> **Records for processing**
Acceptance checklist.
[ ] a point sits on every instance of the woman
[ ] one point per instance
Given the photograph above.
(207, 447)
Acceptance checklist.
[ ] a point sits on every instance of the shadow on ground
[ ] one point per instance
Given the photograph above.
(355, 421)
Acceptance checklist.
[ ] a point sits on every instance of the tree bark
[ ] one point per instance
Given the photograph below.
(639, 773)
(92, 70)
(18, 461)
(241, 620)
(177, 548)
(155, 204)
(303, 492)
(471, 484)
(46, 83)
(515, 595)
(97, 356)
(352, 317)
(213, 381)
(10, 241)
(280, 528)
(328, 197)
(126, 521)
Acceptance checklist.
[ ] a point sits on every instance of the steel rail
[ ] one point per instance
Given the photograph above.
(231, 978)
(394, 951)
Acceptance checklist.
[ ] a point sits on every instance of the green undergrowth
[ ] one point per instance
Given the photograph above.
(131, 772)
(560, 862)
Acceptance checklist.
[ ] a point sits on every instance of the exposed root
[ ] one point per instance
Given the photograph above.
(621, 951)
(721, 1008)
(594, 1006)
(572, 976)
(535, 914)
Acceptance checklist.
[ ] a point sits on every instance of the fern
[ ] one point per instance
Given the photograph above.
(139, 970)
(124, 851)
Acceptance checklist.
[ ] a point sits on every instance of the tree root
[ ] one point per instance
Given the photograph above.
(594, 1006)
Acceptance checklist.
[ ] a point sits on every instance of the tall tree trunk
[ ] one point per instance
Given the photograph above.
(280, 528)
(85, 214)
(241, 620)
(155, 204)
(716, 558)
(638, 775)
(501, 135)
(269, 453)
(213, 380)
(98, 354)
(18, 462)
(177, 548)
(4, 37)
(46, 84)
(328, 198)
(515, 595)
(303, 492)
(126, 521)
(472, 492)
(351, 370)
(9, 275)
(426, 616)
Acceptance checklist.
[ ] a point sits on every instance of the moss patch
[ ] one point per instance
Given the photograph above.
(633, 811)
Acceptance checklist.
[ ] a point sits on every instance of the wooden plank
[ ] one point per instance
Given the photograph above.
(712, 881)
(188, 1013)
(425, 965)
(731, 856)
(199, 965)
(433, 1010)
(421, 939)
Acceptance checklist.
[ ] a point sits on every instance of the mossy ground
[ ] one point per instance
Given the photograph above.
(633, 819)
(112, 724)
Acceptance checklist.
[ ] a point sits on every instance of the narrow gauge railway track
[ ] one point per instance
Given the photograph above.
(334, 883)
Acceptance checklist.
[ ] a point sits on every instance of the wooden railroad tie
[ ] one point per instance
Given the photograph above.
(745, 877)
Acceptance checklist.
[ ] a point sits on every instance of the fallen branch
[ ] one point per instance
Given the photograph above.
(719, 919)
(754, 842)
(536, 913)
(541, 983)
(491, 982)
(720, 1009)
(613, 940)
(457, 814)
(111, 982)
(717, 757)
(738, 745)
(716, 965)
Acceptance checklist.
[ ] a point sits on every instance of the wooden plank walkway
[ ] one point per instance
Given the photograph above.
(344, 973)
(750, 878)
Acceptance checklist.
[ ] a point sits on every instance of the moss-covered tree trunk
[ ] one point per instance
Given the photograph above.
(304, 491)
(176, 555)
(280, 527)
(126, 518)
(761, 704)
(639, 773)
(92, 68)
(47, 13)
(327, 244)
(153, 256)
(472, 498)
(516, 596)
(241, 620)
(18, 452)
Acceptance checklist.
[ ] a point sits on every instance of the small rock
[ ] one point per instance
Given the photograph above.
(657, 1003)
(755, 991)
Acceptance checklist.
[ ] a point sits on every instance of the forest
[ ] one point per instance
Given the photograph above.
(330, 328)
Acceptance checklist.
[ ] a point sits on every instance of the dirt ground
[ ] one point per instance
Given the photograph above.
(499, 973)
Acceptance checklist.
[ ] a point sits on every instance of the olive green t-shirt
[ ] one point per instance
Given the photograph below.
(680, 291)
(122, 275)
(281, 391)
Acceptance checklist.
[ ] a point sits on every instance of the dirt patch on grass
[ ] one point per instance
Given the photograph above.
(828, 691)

> **Exercise description**
Considering each line of the material above, count those with the word "dirt" and give only the number.

> **Response for this exercise**
2